Saturated fats have gotten a bad rap. For 30 to 40 years, they have borne the brunt of an anti-fat campaign. This campaign was promoted by individuals in the fats and oils part of the food industry who had great influence over government agencies, consumer groups and the media.
Recommendations about fat in the diet made by government agencies such as the USDA, the FDA, the National Heart, Lung and Blood Institute, organizations such as the American Heart Association and consumer activist groups such as Center for Science in the Public Interest invariably paint saturated fat as the one bad actor in the diet that needs to be fired from the scene.
The spokespersons from these organizations don't understand the effects of the saturated fatty acids found in the diet and they don't understand how much and where saturated fatty acids are normally found in the human body. Everything these organizations report about fat is based on what they perceive to be the effects of saturated fatty acids on serum
cholesterol levels.
So when a particular fat raises the level of the body's repair substance, which is what cholesterol is, the question that really should be asked is whether this is good because the body will now get the repair substance it needs, or whether it could be bad if getting more of the repair substance triggers the need for repair. The former makes sense, the latter does not. A well-known
New York pathologist, Meyer Texon, MD, noted that accusing fat and cholesterol of causing the injury that led to the atheroma is akin to accusing the white blood cells of causing
infection; they are both there to help repair.

→ Region pointing data:
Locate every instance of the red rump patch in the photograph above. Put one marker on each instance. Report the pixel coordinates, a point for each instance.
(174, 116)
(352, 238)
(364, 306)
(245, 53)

→ Exercise requirements:
a: According to the text on saturated fats, for how long have saturated fats borne the brunt of an anti-fat campaign?
b: Reproduce the stretch of the text on saturated fats from "Recommendations about fat" through "from the scene.".
c: Decide whether each statement below agrees with the text on saturated fats. Answer yes or no for each, quoting the words from the text that decide it.
(i) The anti-fat campaign was promoted by individuals in the fats and oils part of the food industry.
(ii) The text calls cholesterol the body's repair substance.
(iii) Meyer Texon compared blaming fat and cholesterol to blaming red blood cells for causing infection.

→ Exercise solutions:
a: For 30 to 40 years.

b:
Recommendations about fat in the diet made by government agencies such as the USDA, the FDA, the National Heart, Lung and Blood Institute, organizations such as the American Heart Association and consumer activist groups such as Center for Science in the Public Interest invariably paint saturated fat as the one bad actor in the diet that needs to be fired from the scene.

c:
(i) Yes: "This campaign was promoted by individuals in the fats and oils part of the food industry"
(ii) Yes: "the body's repair substance, which is what cholesterol is"
(iii) No: "akin to accusing the white blood cells of causing infection"